SET PROBLEM:
List every command line that the setup steps of the time integration lesson below tell you to run.

Time Integration

Time Integration with SUNDIALS

Role and Impact of Time Integrators in Solution Accuracy and Computational Efficiency

At a Glance

Questions Objectives Key Points
How do explicit, implicit or IMEX
methods impact step size?
Compare methods at step sizes
near the stability limit.
Choose time integration method
to match the problem.
What is the impact of an
adaptive technique?
Compare fixed and adaptive techniques. Adaptive techniques can be robust
reliable and reduce computational cost.
How does integration order
impact cost?
Observe impact of order on time
to solution and number of steps.
Changing integration order is simple
allowing optimization for a given problem.
What is the role and benefit of
preconditioning?
Compare integration methods with
and without preconditioning.
Preconditioning is critical for scalability.

Setup Instructions

  1. Make sure that you have followed the setup instructions

  2. Change to the directory containing the precompiled executables, input files, and post processing scripts for this lesson:
    cd track-5-numerical/time_integration_sundials
    
  3. For postprocessing output files load and activate conda:
    module load conda
    conda activate base
    

The entire set of hands-on lesson codes is also available on GitHub, under the SUNDIALS+AMReX directory.

The Problem Being Solved

In this problem, we model the transport of a pollutant that has been released into a flow in a two dimensional domain. We want to determine both where the pollutant goes, and when it has diffused sufficiently to be of no further harm.

Problem Setup ::

This is an example of a scalar-valued advection-diffusion problem for chemical transport. The governing equation is: \[\frac{\partial u}{\partial t} + \vec{a} \cdot \nabla u - \nabla \cdot ( D \nabla u ) = 0\]

where \(u = u(t,x,y)\) is the chemical concentration, \(\vec{a}\) is the advection vector, \(D\) is a diagonal matrix containing anisotropic diffusion coefficients, and \(u(0,x,y)=u_0(x,y)\) is a given initial condition. The spatial domain is \((x,y) \in [-1,1]^2,\) and the time domain is \(t \in (0,10^4].\)

The Application Models

The example application uses a finite volume spatial discretization with AMReX. For the time integration (i.e., semi-discretization in time) of this PDE, we use the ARKODE ODE integrator from SUNDIALS, to demonstrate the use of SUNDIALS with CUDA parallelism for more robust and flexible control over temporal integration.

DATASET CONTENT:
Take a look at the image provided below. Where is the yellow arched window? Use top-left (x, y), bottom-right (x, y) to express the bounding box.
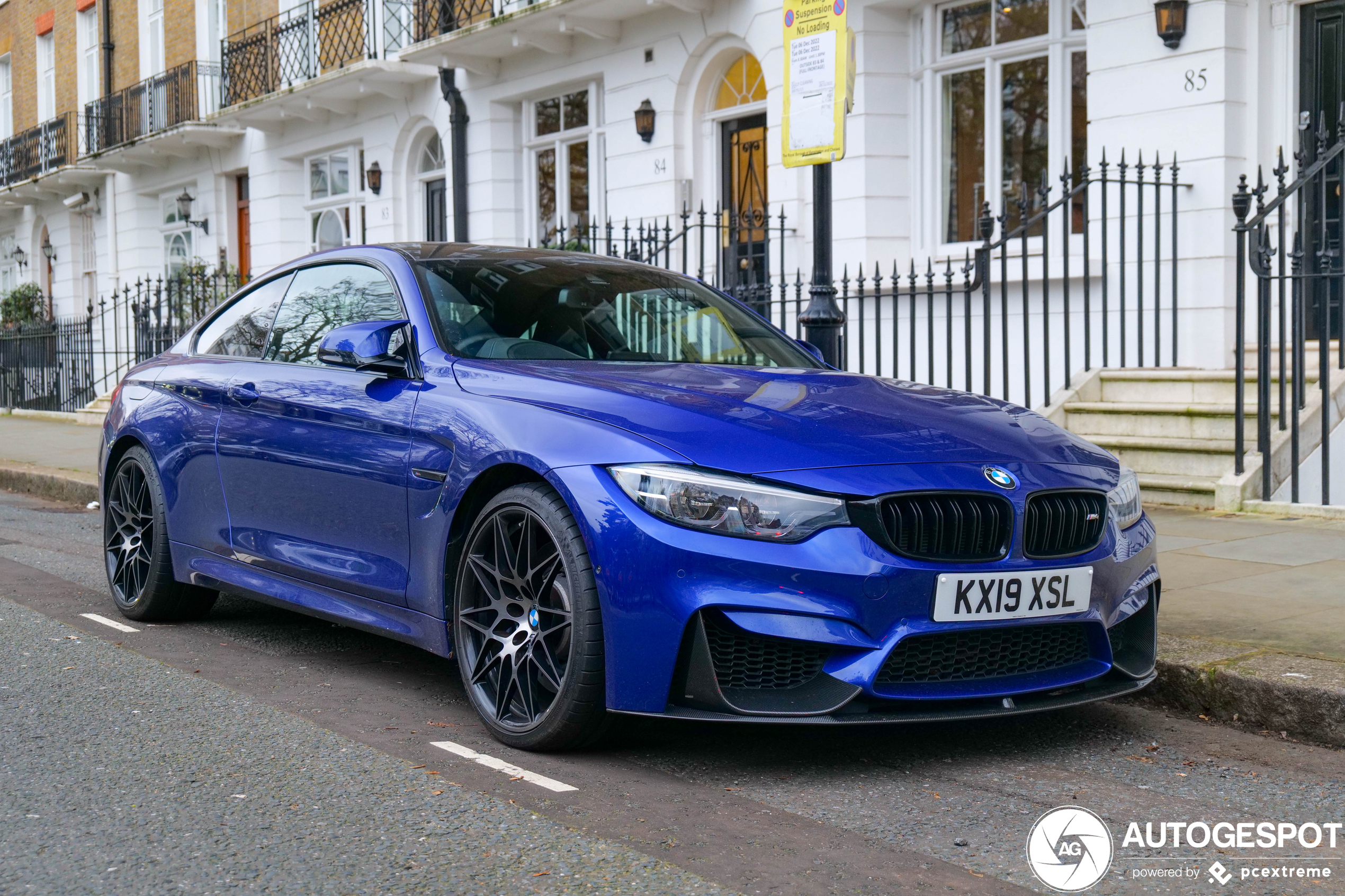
top-left (714, 52), bottom-right (765, 109)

WRITTEN RESPONSE:
cd track-5-numerical/time_integration_sundials
module load conda
conda activate base